● **DO THIS**: Reproduce the items between the lines holding "Exercise. Put one point on each instance of the red" and "(134, 1284)", inclusive, together with their requests, and give only those lines. Leave out the pictures, scale each coordinate in the answers by 1.95 and round to whole numbers with halves going up, and keep the requests and their format samples unchanged.

● **SOURCE MATERIAL**:
★ ★ ★ ★ ★ ★ ★
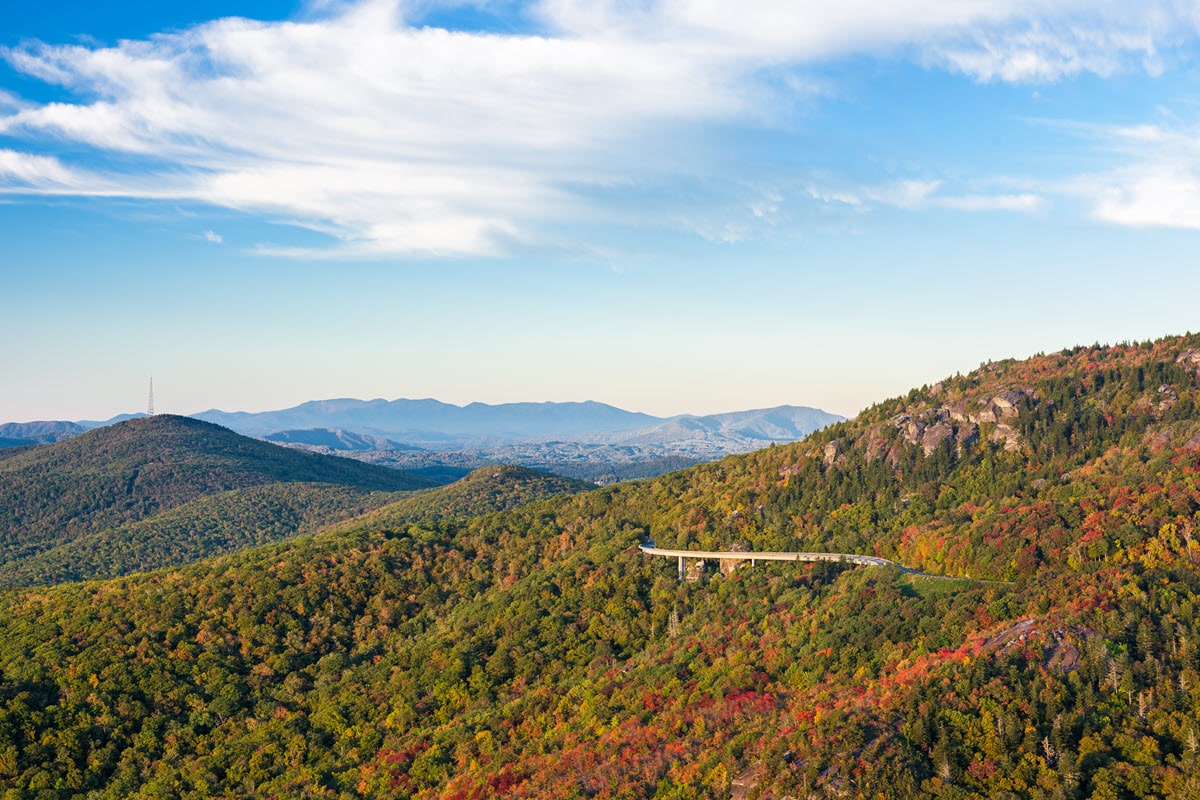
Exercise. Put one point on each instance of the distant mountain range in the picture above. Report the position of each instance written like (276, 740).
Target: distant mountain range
(586, 440)
(432, 425)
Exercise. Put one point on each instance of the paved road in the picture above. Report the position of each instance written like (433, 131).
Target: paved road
(847, 558)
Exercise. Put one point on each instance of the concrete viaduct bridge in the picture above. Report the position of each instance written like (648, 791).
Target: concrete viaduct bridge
(754, 557)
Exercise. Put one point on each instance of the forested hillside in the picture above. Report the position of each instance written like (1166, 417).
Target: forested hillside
(111, 477)
(538, 654)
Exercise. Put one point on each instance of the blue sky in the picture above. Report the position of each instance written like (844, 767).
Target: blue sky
(658, 205)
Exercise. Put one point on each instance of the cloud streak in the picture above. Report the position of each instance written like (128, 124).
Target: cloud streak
(401, 139)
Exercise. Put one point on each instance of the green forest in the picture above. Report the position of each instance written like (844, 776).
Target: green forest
(505, 637)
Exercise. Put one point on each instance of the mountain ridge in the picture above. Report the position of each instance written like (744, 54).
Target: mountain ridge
(538, 653)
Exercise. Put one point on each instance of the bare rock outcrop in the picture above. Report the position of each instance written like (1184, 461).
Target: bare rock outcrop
(1007, 435)
(967, 435)
(935, 435)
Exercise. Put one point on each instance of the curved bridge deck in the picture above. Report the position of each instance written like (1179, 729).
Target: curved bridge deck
(766, 555)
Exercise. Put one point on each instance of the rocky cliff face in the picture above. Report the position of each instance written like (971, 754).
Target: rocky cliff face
(958, 425)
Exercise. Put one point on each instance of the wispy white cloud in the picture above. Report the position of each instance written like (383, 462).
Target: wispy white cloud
(399, 138)
(1158, 184)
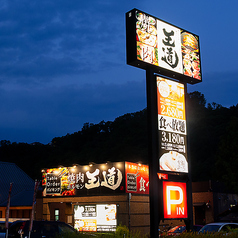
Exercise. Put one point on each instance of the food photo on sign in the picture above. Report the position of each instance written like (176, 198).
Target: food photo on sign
(168, 49)
(172, 126)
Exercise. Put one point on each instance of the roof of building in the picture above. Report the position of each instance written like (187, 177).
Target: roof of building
(22, 185)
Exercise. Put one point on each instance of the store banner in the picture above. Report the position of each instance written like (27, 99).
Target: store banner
(84, 180)
(95, 217)
(137, 178)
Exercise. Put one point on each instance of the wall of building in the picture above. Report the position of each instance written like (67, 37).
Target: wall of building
(133, 212)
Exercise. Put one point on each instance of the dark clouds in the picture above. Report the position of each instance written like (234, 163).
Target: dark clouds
(62, 63)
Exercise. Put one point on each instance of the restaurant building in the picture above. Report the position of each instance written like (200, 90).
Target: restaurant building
(98, 197)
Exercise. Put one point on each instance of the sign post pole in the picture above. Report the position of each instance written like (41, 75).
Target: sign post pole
(152, 118)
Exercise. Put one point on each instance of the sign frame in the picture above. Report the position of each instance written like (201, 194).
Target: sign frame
(131, 50)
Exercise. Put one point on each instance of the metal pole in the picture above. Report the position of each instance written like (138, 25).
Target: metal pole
(152, 117)
(129, 212)
(189, 221)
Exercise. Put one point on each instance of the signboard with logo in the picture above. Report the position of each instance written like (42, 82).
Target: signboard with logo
(118, 177)
(137, 178)
(172, 126)
(175, 200)
(84, 180)
(169, 50)
(96, 217)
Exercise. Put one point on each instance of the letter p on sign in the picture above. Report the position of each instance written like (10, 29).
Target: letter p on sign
(175, 200)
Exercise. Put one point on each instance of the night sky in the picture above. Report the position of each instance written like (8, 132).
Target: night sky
(63, 63)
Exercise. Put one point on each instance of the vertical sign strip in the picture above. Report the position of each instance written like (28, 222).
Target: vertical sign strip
(8, 209)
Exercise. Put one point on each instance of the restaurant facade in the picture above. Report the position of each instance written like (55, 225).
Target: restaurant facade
(97, 197)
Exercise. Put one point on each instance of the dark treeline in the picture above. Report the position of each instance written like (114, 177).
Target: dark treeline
(212, 142)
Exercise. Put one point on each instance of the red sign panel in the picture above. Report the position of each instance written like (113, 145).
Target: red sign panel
(175, 200)
(137, 178)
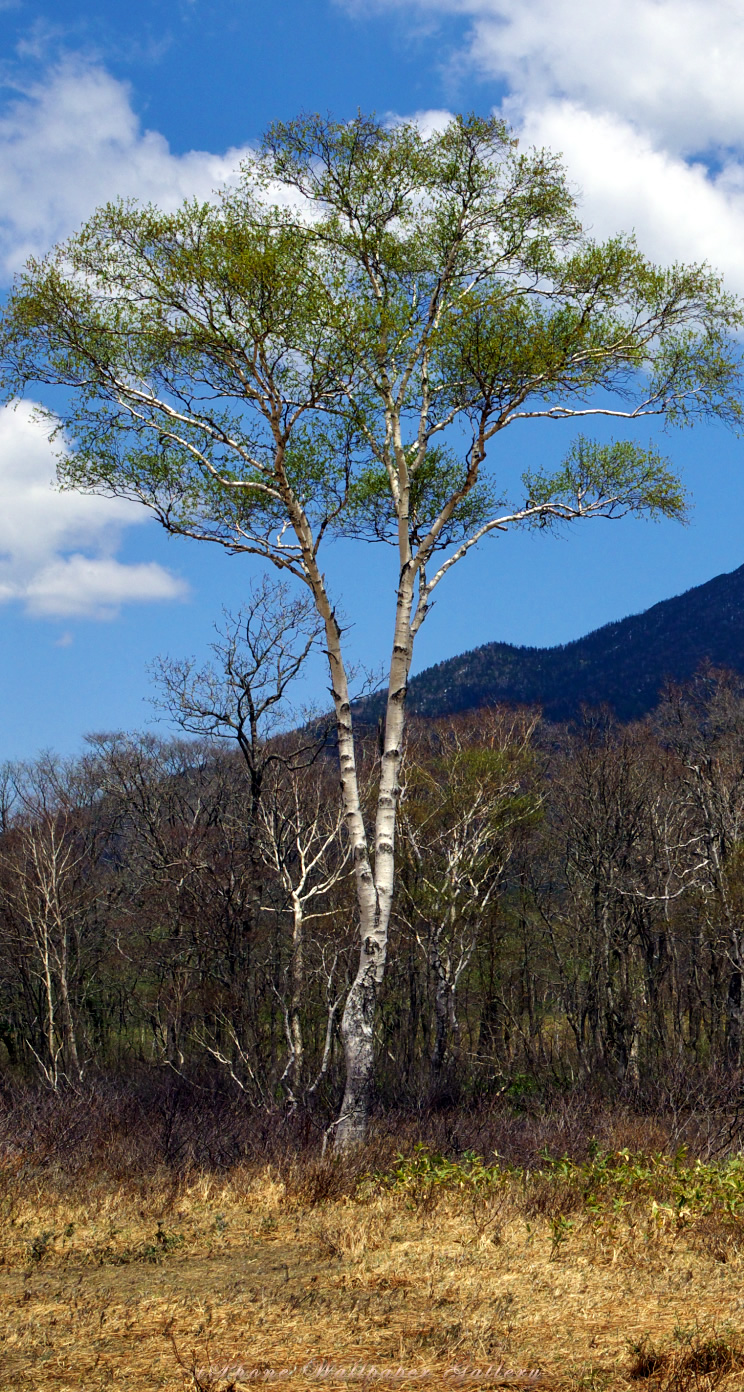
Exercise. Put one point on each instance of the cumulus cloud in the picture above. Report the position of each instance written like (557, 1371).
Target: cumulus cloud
(633, 93)
(57, 550)
(672, 67)
(71, 142)
(677, 210)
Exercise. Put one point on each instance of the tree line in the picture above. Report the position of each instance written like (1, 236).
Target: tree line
(569, 904)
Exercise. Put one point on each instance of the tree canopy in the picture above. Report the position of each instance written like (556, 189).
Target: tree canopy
(335, 347)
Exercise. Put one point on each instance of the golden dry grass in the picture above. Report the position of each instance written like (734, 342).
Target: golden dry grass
(134, 1284)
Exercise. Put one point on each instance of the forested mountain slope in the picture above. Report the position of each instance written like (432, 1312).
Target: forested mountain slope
(622, 664)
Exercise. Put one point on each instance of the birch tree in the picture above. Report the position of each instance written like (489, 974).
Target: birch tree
(336, 347)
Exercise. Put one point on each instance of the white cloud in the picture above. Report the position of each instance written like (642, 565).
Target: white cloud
(677, 210)
(73, 142)
(672, 67)
(630, 92)
(57, 550)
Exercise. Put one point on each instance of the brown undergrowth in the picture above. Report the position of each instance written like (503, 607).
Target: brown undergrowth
★ ★ ★ ★ ★ ★ ★
● **SOLUTION TO THE EXERCISE**:
Exercise. Put one point on each instance of the red sign panel in the picture above. Report the position of each instance written like (113, 145).
Target: red sign panel
(341, 390)
(267, 347)
Exercise. Put one point on each instance of the cumulus cloud in the picture above. Report the position of each instance written like (557, 1371).
Target: cumulus cloud
(1234, 181)
(111, 1073)
(1310, 131)
(138, 277)
(1320, 410)
Exercise. Put one point on each instance of the tree line in the picture above. Report the position of each instance written like (1, 236).
Target: tree line
(1110, 1763)
Exercise. Put one point on each instance of the tree canopy in the picture above. Report the position of each instance written like (556, 189).
Target: tree canopy
(653, 677)
Exercise. Put one point on each instance of the golden dry grass in the picture above. Report the position of each instance written like (734, 342).
Target: golden dry grass
(261, 2504)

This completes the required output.